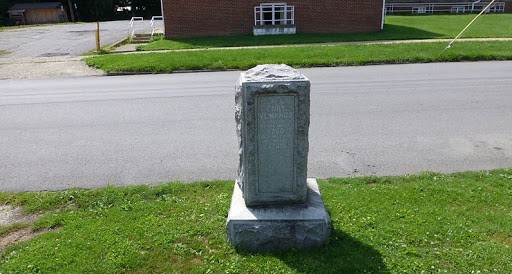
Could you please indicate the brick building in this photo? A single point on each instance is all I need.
(194, 18)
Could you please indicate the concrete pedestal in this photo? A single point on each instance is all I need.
(270, 228)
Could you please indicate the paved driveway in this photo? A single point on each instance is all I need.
(54, 50)
(59, 40)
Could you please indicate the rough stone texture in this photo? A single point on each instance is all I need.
(278, 227)
(272, 117)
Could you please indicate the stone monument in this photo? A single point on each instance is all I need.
(274, 205)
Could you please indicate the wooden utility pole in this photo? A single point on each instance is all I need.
(97, 36)
(71, 11)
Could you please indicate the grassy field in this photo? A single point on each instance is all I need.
(397, 28)
(458, 223)
(310, 56)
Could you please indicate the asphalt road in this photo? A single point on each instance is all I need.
(372, 120)
(59, 40)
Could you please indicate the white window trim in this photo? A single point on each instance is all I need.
(286, 10)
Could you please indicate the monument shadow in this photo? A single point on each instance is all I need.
(342, 254)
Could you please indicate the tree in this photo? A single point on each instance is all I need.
(96, 10)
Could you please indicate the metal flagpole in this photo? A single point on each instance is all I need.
(470, 23)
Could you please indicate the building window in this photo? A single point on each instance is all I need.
(274, 14)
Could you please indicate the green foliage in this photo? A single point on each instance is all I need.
(307, 56)
(96, 10)
(431, 222)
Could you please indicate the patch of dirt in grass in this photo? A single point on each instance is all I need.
(17, 236)
(11, 216)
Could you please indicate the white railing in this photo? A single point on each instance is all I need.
(157, 25)
(274, 14)
(458, 7)
(137, 23)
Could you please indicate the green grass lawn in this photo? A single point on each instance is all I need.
(457, 223)
(309, 56)
(396, 28)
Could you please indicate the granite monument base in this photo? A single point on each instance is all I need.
(280, 227)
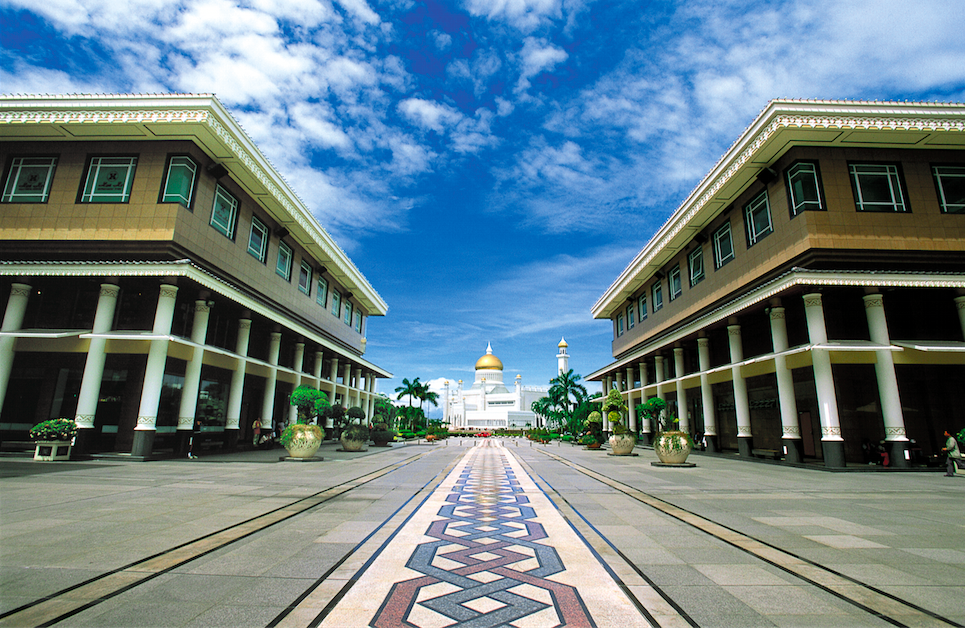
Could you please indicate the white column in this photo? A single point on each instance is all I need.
(154, 372)
(299, 366)
(268, 403)
(12, 321)
(894, 419)
(790, 425)
(741, 404)
(707, 394)
(659, 374)
(192, 372)
(90, 386)
(317, 369)
(682, 407)
(831, 440)
(233, 419)
(960, 305)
___
◆ WHAT NEEDS TO BE DONE ◆
Only the pictures are dropped when you print the material; everything else is copied exactly.

◆ THE COMPLETED TASK ◆
Could you please indicate the brick building in this photo? A single point on each instance is all I need.
(194, 18)
Could you please indicate the concrete pedestal in this photo? A single point on each instance is all I need.
(270, 228)
Could you please indicate the paved driveway in this photo? A single point on each instance is all I need.
(54, 50)
(59, 40)
Could you please indicate the rough stone texture in this photo? A single point on each instance is all I need.
(278, 227)
(272, 117)
Could you please indicate the stone monument in this photo? A single point on each instance is all I need.
(274, 205)
Could you please indicate the wooden utility pole in this photo? A single point on each instance is all I need.
(97, 36)
(71, 11)
Could you please indicate the grassy field in this photo? A single point on each instance is all I need.
(397, 28)
(458, 223)
(310, 56)
Could you please indicate the asphalt road in this photo? A single point on each instance is all I need.
(372, 120)
(59, 40)
Could you please indicate the white window trim in this photo? A single point on each instance is all I need.
(286, 10)
Could you please indicate the monument shadow in this photo? A single point on each instance is all I need.
(342, 254)
Could you please indicate the tree in this photo? A single point on each instance is all I need.
(96, 10)
Could you please indicate the metal flagpole in this photo? A single point on each instance is all I need.
(470, 23)
Could you please indicate the building window in this photo? A single point on each instance is all I need.
(274, 14)
Could you please indicate the green foliage in this photo? A single point on each instance is all I need.
(307, 56)
(96, 10)
(431, 222)
Could you please indicate the patch of dirt in grass in this photo? A single point on each instance is all I need.
(17, 236)
(11, 216)
Could you please indicate the white railing in this photo? A single point on each instance is all I need.
(157, 25)
(274, 14)
(458, 7)
(137, 23)
Could you please indicate the green grass lawn in this photo? A single point on each instance is all I need.
(457, 223)
(309, 56)
(396, 28)
Could you please indicate the granite monument base in this photo? A single point on each instance is all I need.
(280, 227)
Could you please indicate the white column in this photo? A single point on each instance is all I need.
(154, 372)
(299, 366)
(268, 403)
(12, 321)
(894, 419)
(790, 425)
(741, 404)
(707, 394)
(659, 374)
(192, 372)
(90, 386)
(317, 369)
(682, 407)
(831, 440)
(233, 419)
(960, 305)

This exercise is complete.